**Work required:** Reproduce all entries verbatim, with nothing added or dropped.

**Information provided:**
____

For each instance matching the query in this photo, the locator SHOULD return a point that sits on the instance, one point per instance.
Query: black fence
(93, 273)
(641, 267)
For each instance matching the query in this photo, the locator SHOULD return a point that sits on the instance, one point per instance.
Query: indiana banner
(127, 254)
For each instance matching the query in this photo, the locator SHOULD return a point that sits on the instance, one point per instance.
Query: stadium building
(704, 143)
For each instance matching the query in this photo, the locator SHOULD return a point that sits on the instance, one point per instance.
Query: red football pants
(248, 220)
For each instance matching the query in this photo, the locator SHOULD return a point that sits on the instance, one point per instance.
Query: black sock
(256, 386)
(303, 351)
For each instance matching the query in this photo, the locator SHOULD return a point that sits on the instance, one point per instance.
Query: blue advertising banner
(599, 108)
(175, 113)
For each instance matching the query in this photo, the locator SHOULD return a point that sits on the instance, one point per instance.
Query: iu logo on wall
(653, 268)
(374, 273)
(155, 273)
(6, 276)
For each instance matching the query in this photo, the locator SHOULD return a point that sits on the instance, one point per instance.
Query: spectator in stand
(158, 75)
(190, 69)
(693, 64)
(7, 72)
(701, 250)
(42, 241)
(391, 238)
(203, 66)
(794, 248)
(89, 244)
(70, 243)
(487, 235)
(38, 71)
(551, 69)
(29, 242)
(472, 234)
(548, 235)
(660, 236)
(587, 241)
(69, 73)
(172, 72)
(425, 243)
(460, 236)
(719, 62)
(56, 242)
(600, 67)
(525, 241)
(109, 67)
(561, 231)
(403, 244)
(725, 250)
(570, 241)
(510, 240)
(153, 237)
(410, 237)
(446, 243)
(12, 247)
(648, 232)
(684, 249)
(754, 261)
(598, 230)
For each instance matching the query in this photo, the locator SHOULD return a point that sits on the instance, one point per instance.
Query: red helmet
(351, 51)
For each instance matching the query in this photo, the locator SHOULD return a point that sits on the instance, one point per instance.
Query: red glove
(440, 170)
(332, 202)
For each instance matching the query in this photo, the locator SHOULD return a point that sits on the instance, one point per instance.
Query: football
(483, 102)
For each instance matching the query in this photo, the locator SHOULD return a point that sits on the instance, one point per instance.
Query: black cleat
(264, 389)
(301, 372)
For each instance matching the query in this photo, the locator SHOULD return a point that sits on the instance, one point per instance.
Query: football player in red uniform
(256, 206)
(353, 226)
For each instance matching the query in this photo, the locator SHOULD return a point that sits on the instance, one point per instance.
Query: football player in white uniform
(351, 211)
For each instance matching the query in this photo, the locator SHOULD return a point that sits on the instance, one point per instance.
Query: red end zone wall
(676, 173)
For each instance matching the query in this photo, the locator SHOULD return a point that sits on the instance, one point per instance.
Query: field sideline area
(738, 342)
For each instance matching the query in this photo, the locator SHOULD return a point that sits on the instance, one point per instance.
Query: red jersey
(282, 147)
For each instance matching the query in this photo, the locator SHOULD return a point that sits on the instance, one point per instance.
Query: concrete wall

____

**Solution:**
For each instance matching the query in this photo, the locator SHOULD return a point that sits on the instance, one point per instance.
Query: black fence
(93, 273)
(641, 267)
For each instance matching the query in this photo, the locator SHOULD return a point that sits on the instance, one point per instance.
Query: indiana banner
(127, 254)
For each instance matching the query in this photo, the locator SHOULD return a point that sits on the instance, one point per instance.
Query: stadium building
(704, 143)
For each instance matching the query in this photo, the locator SHOULD return a point that sits on the instance, one point per instance.
Query: red football pants
(248, 220)
For each instance matching the query in this photo, the locator SHOULD return a point that sits on the instance, one point per instance.
Query: black sock
(256, 386)
(303, 351)
For each instance matching the query in this photo, the locator SHOULD return a point that sits on the instance, one point per instance.
Query: blue advertising banner
(599, 108)
(175, 113)
For each instance matching the query in this photo, the locator SHOULD return a point that sits on the instance, one point per instance.
Query: iu logo on wall
(653, 268)
(374, 273)
(155, 273)
(6, 276)
For each instance matching the query in this photo, the locator SHOULD return a point that sits on the instance, one point per instance.
Query: spectator in stand
(158, 75)
(190, 69)
(693, 64)
(7, 72)
(701, 250)
(42, 241)
(391, 238)
(203, 66)
(794, 248)
(89, 244)
(70, 243)
(487, 235)
(38, 71)
(551, 69)
(29, 242)
(472, 234)
(548, 235)
(660, 236)
(587, 241)
(69, 73)
(172, 72)
(425, 243)
(460, 236)
(719, 62)
(56, 242)
(600, 67)
(525, 241)
(109, 67)
(561, 231)
(403, 244)
(725, 250)
(570, 241)
(510, 240)
(153, 237)
(410, 237)
(446, 243)
(12, 247)
(648, 232)
(684, 249)
(754, 261)
(598, 230)
For each instance matching the query in this photo, the locator SHOULD return a point that sits on the instance, one point per instance.
Query: red helmet
(351, 51)
For each instance matching the query in this photo, the locator SHOULD return a point that sits on the instance, one point per instance.
Query: red glove
(440, 170)
(332, 202)
For each instance matching the query in this photo, the locator SHOULD return a point that sits on the instance, one point per instance.
Query: football
(483, 102)
For each instance matching the query in this photo, the locator SHOULD return a point that sits on the instance, one point per instance.
Query: black cleat
(264, 389)
(301, 372)
For each instance matching the query in this photo, the locator SHOULD return a point that sits on the instance, one point per instance.
Query: football player in red uniform
(256, 206)
(353, 226)
For each instance matching the query in this photo, the locator SHOULD return a point that sits on the instance, one point per instance.
Query: football player in white uniform
(351, 211)
For each instance matching the query in this photo, the locator SHOULD return a point that sits on the instance, one point per instance.
Query: red end zone wall
(676, 173)
For each instance matching the query in this photo, the locator SHOULD return a point that sits on the instance, one point per instance.
Query: field sideline area
(738, 342)
For each instance matching the query in this photo, the locator SHOULD return a point that sits on the instance, one point per instance.
Query: red jersey
(282, 147)
For each instance matching the query in this photo, the locator SHOULD return a point that sits on the instance, one point per instance.
Query: concrete wall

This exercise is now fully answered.